**Task 1**: For each statement below, (a), (b) and (c), say whether it agrees with the passage on knowledge mobilization, answering yes or no and quoting the words of that passage that decide it. (a) High-quality studies that evaluate KMb strategies are now common. (b) The conceptual and theoretical development of the field has moved faster than its empirical development. (c) Trust relationships are given as an example of a factor tied to KMb strategies.
**Task 2**: Reproduce word for word the part of the passage on knowledge mobilization starting with "On this last" and going on through "principles of KMb.".

**Passage for review**:

☆ ☆ ☆ ☆ ☆ ☆ ☆

KMb is considered a complex process, in that numerous factors can facilitate or hinder its implementation and subsequent evidence use. The past two decades have seen the emergence of a deeper understanding of these factors [ 2 , 3 , 16 ]. These may be related to the knowledge mobilized (for example, relevance, reliability, clarity, costs), the individuals involved in the KMb process (for example, openness to change, values, time available, resources), the KMB strategies (for example, fit with stakeholder needs and preferences, regular interactions, trust relationships, timing), and organizational and political contexts (for example, culture of evidence use, leadership, resources) [ 2 , 6 , 17 , 18 ]. However, more studies are needed to understand which factors are more important in which contexts, and to evaluate the effects of KMb strategies.

On this last point, while essential, it is often very complex to study KMb impacts empirically to demonstrate the effectiveness of KMb strategies [ 19 , 20 , 21 ]. Partly for this reason, high-quality studies that evaluate process, mechanisms and effects of KMb strategies are still relatively rare [ 2 , 22 , 23 , 24 , 25 ]. As a result, knowledge about the effectiveness of different KMb strategies remains limited [ 10 , 17 , 19 , 23 , 26 , 27 , 28 ] and their development cannot be totally evidence informed [ 3 , 19 , 20 , 23 , 29 , 30 ], which may seem incompatible with the core values and principles of KMb.

The growing interest in KMb has led to an impressive proliferation of conceptual propositions, such as theories, models and frameworks (TMF) [ 2 , 3 , 9 , 11 , 12 , 31 , 32 ]. Many deplore the fact that these are poorly used [ 11 , 30 , 33 ] and insist on the need to test, refine and integrate existing ones [ 3 , 31 , 34 ]. Indeed, the conceptual and theoretical development of the field has outpaced its empirical development. This proliferation appears to have created confusion among certain users, such as organizations that need to evaluate their KMb strategies. Besides implementing and funding KMb strategies, knowledge organizations such as granting agencies, governments and public organizations, universities and health authorities are often required to demonstrate the impact of their strategies [ 21 , 35 , 36 ]. Yet this can be a significant challenge [ 20 , 23 , 29 ]. They may have difficulty knowing which TMFs to choose, in what context and how to use them effectively in their evaluation process [ 12 , 37 ].

☆ ☆ ☆ ☆ ☆ ☆ ☆

**Provided information**:
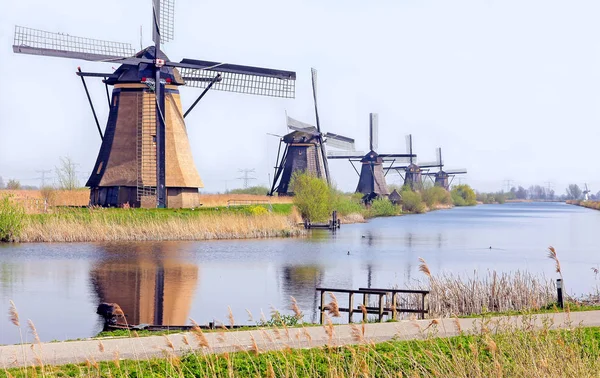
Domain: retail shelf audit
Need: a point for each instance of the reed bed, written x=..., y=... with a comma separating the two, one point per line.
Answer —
x=86, y=225
x=213, y=200
x=493, y=348
x=456, y=295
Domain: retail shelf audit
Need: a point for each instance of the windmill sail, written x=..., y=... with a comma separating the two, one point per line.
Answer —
x=39, y=42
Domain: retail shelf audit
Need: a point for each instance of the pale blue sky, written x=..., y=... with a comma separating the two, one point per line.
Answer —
x=509, y=89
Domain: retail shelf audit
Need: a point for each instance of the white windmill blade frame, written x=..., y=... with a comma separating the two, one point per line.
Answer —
x=456, y=171
x=294, y=124
x=40, y=42
x=341, y=144
x=333, y=154
x=373, y=131
x=167, y=20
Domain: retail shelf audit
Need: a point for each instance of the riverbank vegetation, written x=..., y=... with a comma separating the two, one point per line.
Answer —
x=110, y=224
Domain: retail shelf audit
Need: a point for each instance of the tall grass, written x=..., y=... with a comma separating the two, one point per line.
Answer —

☆ ☆ ☆ ☆ ☆ ☆ ☆

**Written solution 1**:
(a) No: "high-quality studies that evaluate process, mechanisms and effects of KMb strategies are still relatively rare"
(b) Yes: "the conceptual and theoretical development of the field has outpaced its empirical development"
(c) Yes: "the KMB strategies (for example, fit with stakeholder needs and preferences, regular interactions, trust relationships, timing)"

**Written solution 2**:
On this last point, while essential, it is often very complex to study KMb impacts empirically to demonstrate the effectiveness of KMb strategies [ 19 , 20 , 21 ]. Partly for this reason, high-quality studies that evaluate process, mechanisms and effects of KMb strategies are still relatively rare [ 2 , 22 , 23 , 24 , 25 ]. As a result, knowledge about the effectiveness of different KMb strategies remains limited [ 10 , 17 , 19 , 23 , 26 , 27 , 28 ] and their development cannot be totally evidence informed [ 3 , 19 , 20 , 23 , 29 , 30 ], which may seem incompatible with the core values and principles of KMb.